- Material provided

——————

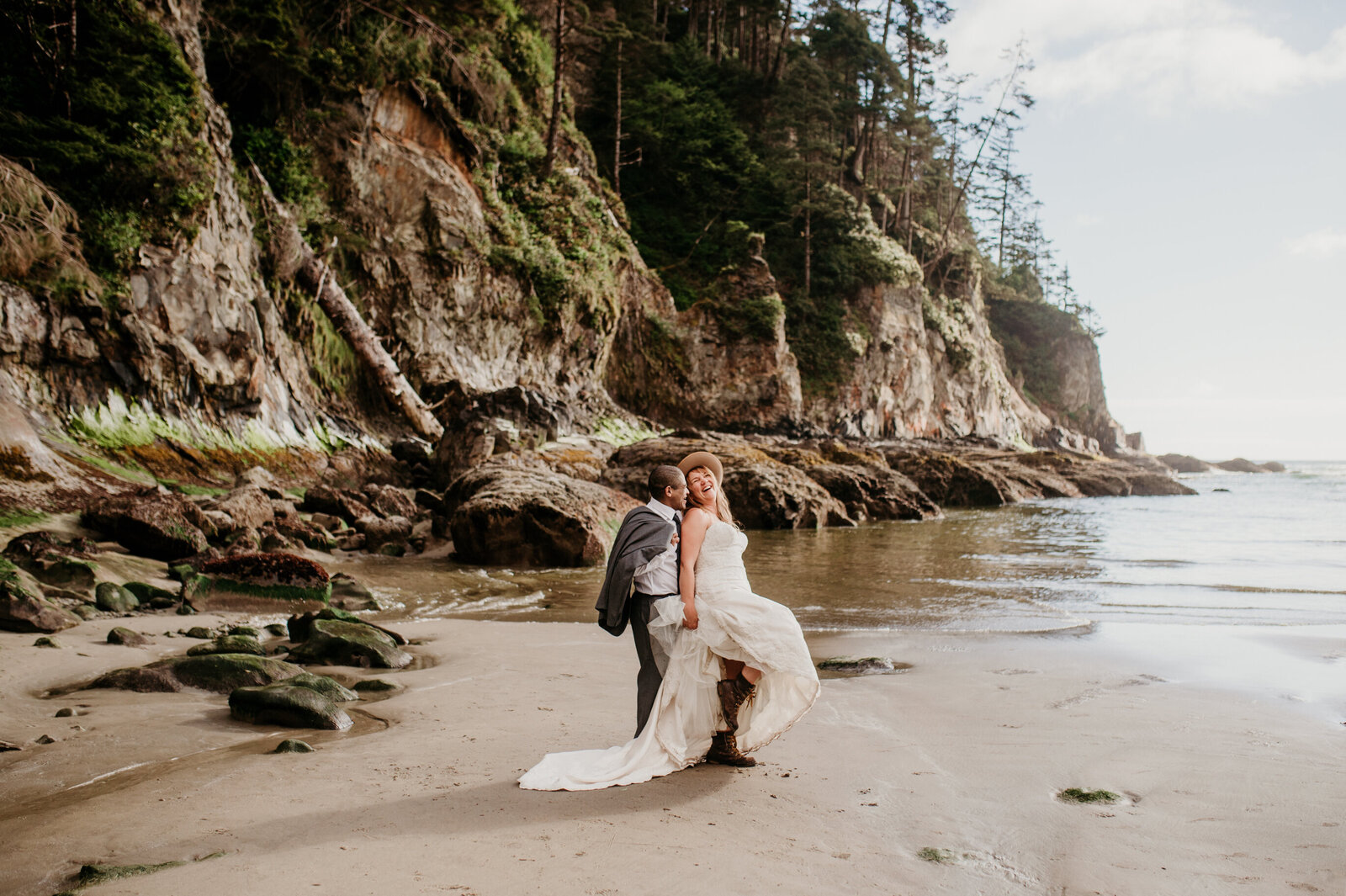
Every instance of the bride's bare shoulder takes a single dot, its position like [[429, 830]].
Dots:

——————

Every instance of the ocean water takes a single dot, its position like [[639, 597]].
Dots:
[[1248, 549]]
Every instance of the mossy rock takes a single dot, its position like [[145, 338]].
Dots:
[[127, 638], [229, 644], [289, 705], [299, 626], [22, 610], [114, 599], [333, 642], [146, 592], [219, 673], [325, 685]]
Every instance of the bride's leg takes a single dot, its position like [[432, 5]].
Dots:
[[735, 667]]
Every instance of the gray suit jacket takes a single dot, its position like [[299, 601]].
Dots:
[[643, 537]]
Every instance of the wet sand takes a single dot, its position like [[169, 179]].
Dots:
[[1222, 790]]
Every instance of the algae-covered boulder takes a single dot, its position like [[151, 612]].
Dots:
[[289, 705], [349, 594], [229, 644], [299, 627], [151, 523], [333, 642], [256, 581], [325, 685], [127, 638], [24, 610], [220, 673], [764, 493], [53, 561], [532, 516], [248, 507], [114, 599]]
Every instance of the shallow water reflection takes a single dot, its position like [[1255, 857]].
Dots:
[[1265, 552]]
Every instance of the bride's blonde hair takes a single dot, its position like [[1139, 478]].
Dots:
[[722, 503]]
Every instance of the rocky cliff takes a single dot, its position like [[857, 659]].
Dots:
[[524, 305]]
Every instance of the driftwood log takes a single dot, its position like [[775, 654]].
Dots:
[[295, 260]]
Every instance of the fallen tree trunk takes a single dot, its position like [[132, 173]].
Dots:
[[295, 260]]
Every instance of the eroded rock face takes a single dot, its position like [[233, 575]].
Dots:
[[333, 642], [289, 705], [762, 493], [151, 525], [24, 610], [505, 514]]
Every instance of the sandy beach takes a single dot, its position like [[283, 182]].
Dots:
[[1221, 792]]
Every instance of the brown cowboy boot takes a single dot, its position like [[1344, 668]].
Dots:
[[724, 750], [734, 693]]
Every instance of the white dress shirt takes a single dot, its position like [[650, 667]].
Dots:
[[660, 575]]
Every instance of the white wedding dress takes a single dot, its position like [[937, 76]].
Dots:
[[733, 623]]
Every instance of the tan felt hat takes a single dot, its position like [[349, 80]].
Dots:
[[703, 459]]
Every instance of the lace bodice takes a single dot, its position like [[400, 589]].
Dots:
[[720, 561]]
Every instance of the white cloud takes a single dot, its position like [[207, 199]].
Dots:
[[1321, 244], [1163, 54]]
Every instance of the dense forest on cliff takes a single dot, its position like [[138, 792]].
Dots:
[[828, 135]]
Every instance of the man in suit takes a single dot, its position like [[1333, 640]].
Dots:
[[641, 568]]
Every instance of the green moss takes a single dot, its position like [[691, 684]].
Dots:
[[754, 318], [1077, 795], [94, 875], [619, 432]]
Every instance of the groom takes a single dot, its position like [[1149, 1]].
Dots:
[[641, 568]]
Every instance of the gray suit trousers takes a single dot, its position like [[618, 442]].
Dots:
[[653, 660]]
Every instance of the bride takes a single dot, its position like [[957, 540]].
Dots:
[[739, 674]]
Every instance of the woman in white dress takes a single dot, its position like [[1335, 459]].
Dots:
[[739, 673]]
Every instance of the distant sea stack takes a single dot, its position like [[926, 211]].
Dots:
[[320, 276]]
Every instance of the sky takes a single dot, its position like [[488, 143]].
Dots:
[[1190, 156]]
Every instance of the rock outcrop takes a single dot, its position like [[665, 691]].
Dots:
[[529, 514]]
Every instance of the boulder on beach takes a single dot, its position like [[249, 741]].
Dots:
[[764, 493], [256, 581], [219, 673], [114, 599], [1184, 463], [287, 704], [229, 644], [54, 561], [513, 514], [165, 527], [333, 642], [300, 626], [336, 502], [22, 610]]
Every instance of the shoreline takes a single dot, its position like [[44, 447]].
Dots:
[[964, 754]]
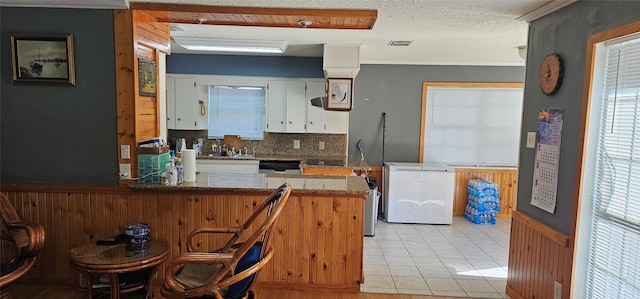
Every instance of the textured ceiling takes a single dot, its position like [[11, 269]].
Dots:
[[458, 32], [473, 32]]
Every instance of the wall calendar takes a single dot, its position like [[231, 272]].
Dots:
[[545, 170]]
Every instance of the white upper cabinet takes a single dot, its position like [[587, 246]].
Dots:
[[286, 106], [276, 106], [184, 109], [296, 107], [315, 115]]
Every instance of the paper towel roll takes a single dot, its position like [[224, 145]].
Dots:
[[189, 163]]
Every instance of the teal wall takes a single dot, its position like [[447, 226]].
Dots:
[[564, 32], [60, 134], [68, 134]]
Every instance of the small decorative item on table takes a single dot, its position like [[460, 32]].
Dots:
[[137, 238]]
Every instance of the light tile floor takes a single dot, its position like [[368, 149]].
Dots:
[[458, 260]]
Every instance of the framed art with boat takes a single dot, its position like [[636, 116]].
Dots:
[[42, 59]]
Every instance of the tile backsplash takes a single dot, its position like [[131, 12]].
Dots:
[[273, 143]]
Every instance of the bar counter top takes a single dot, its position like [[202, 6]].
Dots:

——————

- Exercise
Copy the stretch of records above from the line containing "Every instance of the eroded" through the line containing "[[1221, 792]]", both included, keeping every character unchanged.

- Task output
Every instance of the eroded rock face takes a single dot, its position like [[233, 575]].
Dots:
[[333, 642], [289, 705], [762, 493], [151, 525], [24, 610], [505, 514]]
Every instance of the sandy beach takes a single dot, its position like [[283, 182]].
Dots:
[[1221, 792]]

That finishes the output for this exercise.